> [Work item] Report only how many lines below include "black".

> [Material for the task]
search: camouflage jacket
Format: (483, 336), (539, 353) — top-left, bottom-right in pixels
---
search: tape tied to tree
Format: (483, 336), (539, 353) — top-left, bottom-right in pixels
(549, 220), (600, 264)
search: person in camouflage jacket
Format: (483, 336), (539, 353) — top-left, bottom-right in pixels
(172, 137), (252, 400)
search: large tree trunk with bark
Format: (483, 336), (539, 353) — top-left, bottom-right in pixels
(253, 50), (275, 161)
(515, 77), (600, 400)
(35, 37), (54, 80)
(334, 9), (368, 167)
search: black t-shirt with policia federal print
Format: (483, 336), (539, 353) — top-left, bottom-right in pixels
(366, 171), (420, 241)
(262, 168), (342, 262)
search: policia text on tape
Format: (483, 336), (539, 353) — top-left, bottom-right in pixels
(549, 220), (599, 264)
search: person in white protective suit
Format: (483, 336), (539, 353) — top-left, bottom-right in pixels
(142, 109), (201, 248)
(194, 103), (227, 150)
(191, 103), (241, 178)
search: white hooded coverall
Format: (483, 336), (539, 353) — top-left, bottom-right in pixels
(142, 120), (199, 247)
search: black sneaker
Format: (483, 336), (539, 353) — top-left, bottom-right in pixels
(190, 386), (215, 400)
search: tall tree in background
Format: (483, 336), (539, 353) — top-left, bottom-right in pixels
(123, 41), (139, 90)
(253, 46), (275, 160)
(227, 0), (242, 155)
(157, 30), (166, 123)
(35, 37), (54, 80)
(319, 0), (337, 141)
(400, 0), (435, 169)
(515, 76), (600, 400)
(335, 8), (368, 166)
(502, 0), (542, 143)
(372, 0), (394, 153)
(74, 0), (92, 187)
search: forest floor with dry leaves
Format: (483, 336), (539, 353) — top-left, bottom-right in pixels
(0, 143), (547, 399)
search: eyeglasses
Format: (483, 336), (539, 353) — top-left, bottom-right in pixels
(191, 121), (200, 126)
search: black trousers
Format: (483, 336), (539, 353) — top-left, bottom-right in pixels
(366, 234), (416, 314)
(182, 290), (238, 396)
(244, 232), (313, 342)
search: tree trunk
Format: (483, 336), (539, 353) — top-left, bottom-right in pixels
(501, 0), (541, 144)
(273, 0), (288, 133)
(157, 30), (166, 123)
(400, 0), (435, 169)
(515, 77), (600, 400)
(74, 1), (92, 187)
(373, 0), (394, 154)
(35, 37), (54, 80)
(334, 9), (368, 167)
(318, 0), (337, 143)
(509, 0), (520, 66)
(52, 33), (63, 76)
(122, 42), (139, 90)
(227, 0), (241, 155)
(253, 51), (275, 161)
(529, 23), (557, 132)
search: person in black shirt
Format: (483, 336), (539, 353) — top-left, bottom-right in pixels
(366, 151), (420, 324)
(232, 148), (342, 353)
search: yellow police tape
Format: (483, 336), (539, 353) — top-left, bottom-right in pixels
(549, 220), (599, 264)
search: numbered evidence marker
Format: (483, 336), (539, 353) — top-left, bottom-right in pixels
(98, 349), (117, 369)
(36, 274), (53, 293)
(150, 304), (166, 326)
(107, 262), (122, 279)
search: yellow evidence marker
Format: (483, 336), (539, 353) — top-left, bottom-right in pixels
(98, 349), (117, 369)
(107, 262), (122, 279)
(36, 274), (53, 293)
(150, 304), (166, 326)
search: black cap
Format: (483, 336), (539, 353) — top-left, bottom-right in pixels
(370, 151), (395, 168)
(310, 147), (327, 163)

> [Your solution] 5